** DIRECTION **
Return each line of the items below in which the string "knit" appears.

** MATERIAL TO PROCESS **
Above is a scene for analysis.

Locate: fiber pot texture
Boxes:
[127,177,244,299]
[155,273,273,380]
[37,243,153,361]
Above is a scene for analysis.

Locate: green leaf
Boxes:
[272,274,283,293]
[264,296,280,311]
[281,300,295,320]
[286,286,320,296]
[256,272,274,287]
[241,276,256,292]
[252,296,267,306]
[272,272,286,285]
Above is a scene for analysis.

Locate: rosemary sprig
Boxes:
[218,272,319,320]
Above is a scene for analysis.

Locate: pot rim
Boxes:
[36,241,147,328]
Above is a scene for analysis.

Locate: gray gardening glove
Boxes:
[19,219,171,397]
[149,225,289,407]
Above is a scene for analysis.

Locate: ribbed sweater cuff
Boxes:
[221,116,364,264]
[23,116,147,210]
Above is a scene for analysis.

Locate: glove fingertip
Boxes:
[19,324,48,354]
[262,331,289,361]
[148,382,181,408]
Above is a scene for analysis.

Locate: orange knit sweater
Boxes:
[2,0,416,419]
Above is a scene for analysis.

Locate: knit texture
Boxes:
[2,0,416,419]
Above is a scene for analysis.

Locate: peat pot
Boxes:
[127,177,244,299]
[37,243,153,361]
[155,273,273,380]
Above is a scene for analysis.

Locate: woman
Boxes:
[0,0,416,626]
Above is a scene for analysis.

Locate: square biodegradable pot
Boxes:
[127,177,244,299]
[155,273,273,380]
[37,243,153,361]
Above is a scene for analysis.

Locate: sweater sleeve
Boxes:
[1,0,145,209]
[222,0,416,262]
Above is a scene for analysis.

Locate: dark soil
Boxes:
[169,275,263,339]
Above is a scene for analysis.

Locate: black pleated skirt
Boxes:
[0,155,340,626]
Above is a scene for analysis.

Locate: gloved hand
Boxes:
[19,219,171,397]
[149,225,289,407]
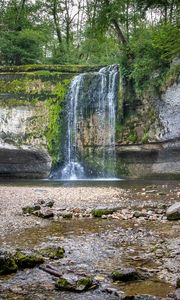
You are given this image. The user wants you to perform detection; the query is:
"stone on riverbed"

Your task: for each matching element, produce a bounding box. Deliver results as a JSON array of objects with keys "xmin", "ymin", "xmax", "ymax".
[
  {"xmin": 37, "ymin": 207, "xmax": 54, "ymax": 219},
  {"xmin": 111, "ymin": 268, "xmax": 143, "ymax": 282},
  {"xmin": 91, "ymin": 207, "xmax": 117, "ymax": 218},
  {"xmin": 176, "ymin": 278, "xmax": 180, "ymax": 289},
  {"xmin": 55, "ymin": 274, "xmax": 97, "ymax": 293},
  {"xmin": 22, "ymin": 204, "xmax": 41, "ymax": 215},
  {"xmin": 39, "ymin": 247, "xmax": 65, "ymax": 259},
  {"xmin": 14, "ymin": 251, "xmax": 44, "ymax": 269},
  {"xmin": 0, "ymin": 250, "xmax": 18, "ymax": 275},
  {"xmin": 123, "ymin": 295, "xmax": 159, "ymax": 300},
  {"xmin": 166, "ymin": 202, "xmax": 180, "ymax": 220},
  {"xmin": 0, "ymin": 250, "xmax": 44, "ymax": 275}
]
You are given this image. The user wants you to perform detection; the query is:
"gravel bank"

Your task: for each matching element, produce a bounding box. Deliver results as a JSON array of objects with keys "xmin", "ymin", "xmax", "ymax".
[{"xmin": 0, "ymin": 186, "xmax": 127, "ymax": 237}]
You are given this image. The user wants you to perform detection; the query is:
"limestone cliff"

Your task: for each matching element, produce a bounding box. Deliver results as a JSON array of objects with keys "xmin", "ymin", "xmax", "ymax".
[
  {"xmin": 0, "ymin": 65, "xmax": 101, "ymax": 178},
  {"xmin": 116, "ymin": 67, "xmax": 180, "ymax": 178}
]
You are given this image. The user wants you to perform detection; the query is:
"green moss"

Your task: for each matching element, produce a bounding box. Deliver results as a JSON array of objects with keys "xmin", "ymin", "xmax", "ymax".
[
  {"xmin": 76, "ymin": 277, "xmax": 93, "ymax": 291},
  {"xmin": 55, "ymin": 277, "xmax": 71, "ymax": 290},
  {"xmin": 63, "ymin": 213, "xmax": 73, "ymax": 219},
  {"xmin": 0, "ymin": 64, "xmax": 103, "ymax": 73},
  {"xmin": 0, "ymin": 78, "xmax": 52, "ymax": 95},
  {"xmin": 111, "ymin": 268, "xmax": 140, "ymax": 282},
  {"xmin": 128, "ymin": 130, "xmax": 138, "ymax": 143},
  {"xmin": 55, "ymin": 277, "xmax": 94, "ymax": 292},
  {"xmin": 141, "ymin": 132, "xmax": 149, "ymax": 144},
  {"xmin": 160, "ymin": 64, "xmax": 180, "ymax": 92},
  {"xmin": 40, "ymin": 247, "xmax": 65, "ymax": 259},
  {"xmin": 46, "ymin": 80, "xmax": 70, "ymax": 165},
  {"xmin": 14, "ymin": 251, "xmax": 44, "ymax": 269},
  {"xmin": 92, "ymin": 208, "xmax": 116, "ymax": 218},
  {"xmin": 0, "ymin": 98, "xmax": 38, "ymax": 108},
  {"xmin": 176, "ymin": 278, "xmax": 180, "ymax": 289},
  {"xmin": 0, "ymin": 255, "xmax": 18, "ymax": 275}
]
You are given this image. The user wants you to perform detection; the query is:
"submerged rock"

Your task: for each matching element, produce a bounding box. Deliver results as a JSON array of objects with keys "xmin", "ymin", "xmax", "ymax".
[
  {"xmin": 111, "ymin": 268, "xmax": 143, "ymax": 282},
  {"xmin": 0, "ymin": 250, "xmax": 18, "ymax": 275},
  {"xmin": 91, "ymin": 207, "xmax": 117, "ymax": 218},
  {"xmin": 176, "ymin": 278, "xmax": 180, "ymax": 289},
  {"xmin": 174, "ymin": 288, "xmax": 180, "ymax": 300},
  {"xmin": 37, "ymin": 207, "xmax": 54, "ymax": 219},
  {"xmin": 166, "ymin": 202, "xmax": 180, "ymax": 220},
  {"xmin": 40, "ymin": 247, "xmax": 65, "ymax": 259},
  {"xmin": 14, "ymin": 251, "xmax": 44, "ymax": 269},
  {"xmin": 124, "ymin": 295, "xmax": 159, "ymax": 300},
  {"xmin": 22, "ymin": 204, "xmax": 41, "ymax": 215},
  {"xmin": 55, "ymin": 275, "xmax": 97, "ymax": 292}
]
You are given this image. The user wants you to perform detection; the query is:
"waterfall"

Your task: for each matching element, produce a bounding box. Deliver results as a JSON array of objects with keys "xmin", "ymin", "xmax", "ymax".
[{"xmin": 54, "ymin": 65, "xmax": 118, "ymax": 180}]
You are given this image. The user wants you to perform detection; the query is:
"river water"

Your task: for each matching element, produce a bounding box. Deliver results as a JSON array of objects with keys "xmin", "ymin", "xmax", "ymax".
[{"xmin": 0, "ymin": 180, "xmax": 180, "ymax": 300}]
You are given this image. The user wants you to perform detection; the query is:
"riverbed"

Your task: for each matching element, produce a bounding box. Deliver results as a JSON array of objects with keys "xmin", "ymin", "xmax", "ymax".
[{"xmin": 0, "ymin": 181, "xmax": 180, "ymax": 300}]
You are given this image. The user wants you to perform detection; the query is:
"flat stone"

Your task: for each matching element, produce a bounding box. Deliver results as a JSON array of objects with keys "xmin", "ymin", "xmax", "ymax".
[
  {"xmin": 111, "ymin": 268, "xmax": 141, "ymax": 282},
  {"xmin": 166, "ymin": 202, "xmax": 180, "ymax": 220}
]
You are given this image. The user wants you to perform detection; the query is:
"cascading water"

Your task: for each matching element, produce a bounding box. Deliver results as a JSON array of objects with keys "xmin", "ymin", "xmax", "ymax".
[
  {"xmin": 62, "ymin": 75, "xmax": 84, "ymax": 180},
  {"xmin": 53, "ymin": 65, "xmax": 118, "ymax": 180}
]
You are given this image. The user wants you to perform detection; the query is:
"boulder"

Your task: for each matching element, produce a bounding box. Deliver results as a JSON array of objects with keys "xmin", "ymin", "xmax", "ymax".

** FULL SOLUTION **
Locate: orange knit sweater
Locate: knit texture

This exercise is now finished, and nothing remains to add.